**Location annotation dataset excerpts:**
* begin *
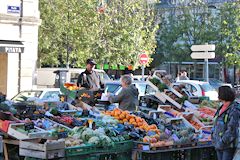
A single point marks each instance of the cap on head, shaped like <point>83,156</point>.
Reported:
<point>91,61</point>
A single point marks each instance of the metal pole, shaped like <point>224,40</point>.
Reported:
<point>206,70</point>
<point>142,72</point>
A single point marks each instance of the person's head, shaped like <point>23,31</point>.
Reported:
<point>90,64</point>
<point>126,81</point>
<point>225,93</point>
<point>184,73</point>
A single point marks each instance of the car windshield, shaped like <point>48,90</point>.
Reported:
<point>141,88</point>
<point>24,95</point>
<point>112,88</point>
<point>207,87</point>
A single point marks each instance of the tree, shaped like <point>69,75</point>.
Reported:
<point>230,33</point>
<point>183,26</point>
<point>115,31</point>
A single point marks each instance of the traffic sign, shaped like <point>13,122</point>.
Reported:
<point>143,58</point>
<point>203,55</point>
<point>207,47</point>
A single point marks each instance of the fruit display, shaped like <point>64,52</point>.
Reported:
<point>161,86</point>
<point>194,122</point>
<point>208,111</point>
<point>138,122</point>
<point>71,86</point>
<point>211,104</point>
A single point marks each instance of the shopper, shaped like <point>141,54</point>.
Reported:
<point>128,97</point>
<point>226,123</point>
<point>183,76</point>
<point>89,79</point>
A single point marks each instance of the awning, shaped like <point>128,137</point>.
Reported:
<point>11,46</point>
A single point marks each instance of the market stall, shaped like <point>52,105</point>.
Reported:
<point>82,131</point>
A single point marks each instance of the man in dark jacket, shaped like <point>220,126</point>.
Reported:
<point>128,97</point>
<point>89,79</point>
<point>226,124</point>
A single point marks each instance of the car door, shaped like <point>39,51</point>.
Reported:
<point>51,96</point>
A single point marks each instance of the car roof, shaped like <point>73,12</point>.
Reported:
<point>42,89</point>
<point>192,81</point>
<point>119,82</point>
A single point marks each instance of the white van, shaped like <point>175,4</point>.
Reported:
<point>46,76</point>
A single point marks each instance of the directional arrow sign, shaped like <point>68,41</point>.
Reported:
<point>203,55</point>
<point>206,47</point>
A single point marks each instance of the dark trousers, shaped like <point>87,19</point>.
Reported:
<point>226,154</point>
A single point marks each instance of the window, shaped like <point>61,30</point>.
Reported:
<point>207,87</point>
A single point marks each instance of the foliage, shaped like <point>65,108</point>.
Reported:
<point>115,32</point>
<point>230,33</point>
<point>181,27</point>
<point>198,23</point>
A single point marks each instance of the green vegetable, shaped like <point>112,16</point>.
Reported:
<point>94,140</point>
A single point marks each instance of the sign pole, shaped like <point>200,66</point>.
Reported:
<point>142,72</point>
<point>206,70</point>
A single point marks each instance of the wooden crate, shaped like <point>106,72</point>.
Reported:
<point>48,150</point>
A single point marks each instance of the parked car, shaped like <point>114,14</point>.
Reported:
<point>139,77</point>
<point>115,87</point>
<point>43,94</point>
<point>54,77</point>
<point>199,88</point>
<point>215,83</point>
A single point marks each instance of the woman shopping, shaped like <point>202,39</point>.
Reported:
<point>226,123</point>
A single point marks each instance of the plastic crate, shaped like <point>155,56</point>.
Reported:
* end *
**WHAT IS EXPECTED:**
Exactly and only the lines from the line containing "A single point marks each instance of the foliage, shaped" through the last line of the entries should be copied, both ends included.

**OUTPUT OF THE EXERCISE:**
A single point marks each instance of the foliage, shaped like <point>65,108</point>.
Reported:
<point>115,32</point>
<point>230,33</point>
<point>181,27</point>
<point>198,23</point>
A single point marks each instance of the green vegetable, shaped like <point>112,16</point>.
Reported:
<point>94,140</point>
A single point marks each instance of the sign pole, shaped like <point>200,66</point>.
Reported:
<point>142,72</point>
<point>206,70</point>
A single point marks each instance of the wooden crate, shaped like <point>106,72</point>.
Reported:
<point>48,150</point>
A single point marks each instance of the parked car, shaped like <point>114,14</point>.
Reported:
<point>139,77</point>
<point>115,87</point>
<point>43,94</point>
<point>54,77</point>
<point>199,88</point>
<point>215,83</point>
A single point marks each instance of the woman shopping, shaped like <point>202,39</point>.
Reported:
<point>226,123</point>
A single point marks each instance of the plastic crate, shaped like <point>155,56</point>.
Reported:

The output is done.